### TEXT EXCERPT
☆ ☆ ☆ ☆ ☆ ☆ ☆
Residential Cooling

There can be wide swings in daily temperature during early fall and spring in the DC area before buildings’ systems are transitioned. Transitioning mechanical systems from heating to cooling, and vice versa, may take a few days to accomplish. During the cooling transitional period, turn off heating units, turn on ventilating fans if available, and open windows (unless it’s raining).  

Check below to see which kind of HVAC unit your residence hall is furnished with.

If your fan coil unit isn’t producing cool air, check that the thermostat is set to the appropriate temperature.

Below are a list of residential buildings that use Fan Coil Units:

  • 1959 E Street
  • Amsterdam Hall
  • District Hall
  • Frances Scott Key Hall (FSK)
  • Fulbright Hall
  • Guthridge Hall
  • Lafayette Hall
  • Mitchell Hall
  • Munson Hall
  • Pomomac Hall 
  • Somers
  • South Hall
  • Townhouse Row
  • West Hall

 

If your window AC isn’t producing cool air, make sure the unit is plugged into an outlet. Some units will have a wall switch near the AC outlet. Make sure this is on. Check to make sure the unit is set to cool and not just fan.
☆ ☆ ☆ ☆ ☆ ☆ ☆
### WHAT YOU WILL DO
1: According to the residential cooling text, how long can it take to transition mechanical systems from heating to cooling?
2: Extend the residential cooling text, picking up after its last sentence.

### PROVIDED MATERIAL
☆ ☆ ☆ ☆ ☆ ☆ ☆
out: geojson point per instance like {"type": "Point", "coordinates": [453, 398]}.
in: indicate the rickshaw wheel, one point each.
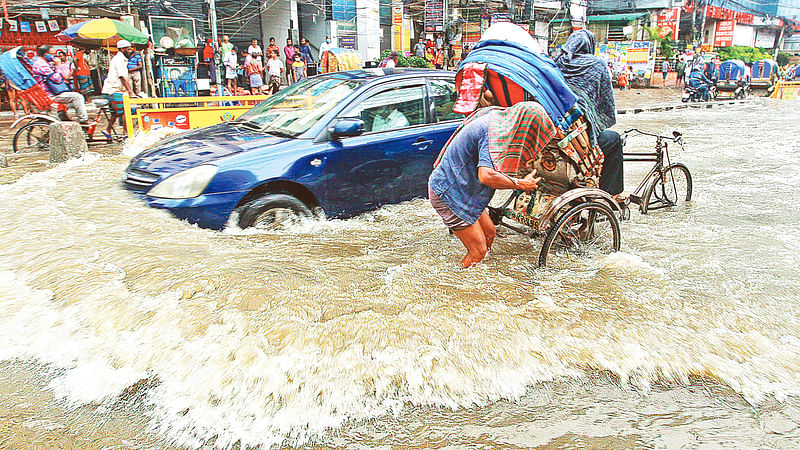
☆ ☆ ☆ ☆ ☆ ☆ ☆
### TASK-BY-TASK OUTPUTS
1: A few days.

2:
Never use your air conditioning when outside temperatures are below 55° F, because the coil may freeze. During winter months, you may use the fan setting to cool your room down.

Below are a list of buildings that use window units:

  • 2109 F Street
  • Building JJ
  • Madison Hall
  • Strong Hall

If your heat pump isn’t producing cool air, make sure the thermostat is set to the appropriate mode and temperature.

Below are a list of buildings that use building pumps:

  • Aston Hall
  • Dakota Hall
  • International House

If your building isn’t producing cool air, make sure the thermostat is set to the appropriate mode and temperature.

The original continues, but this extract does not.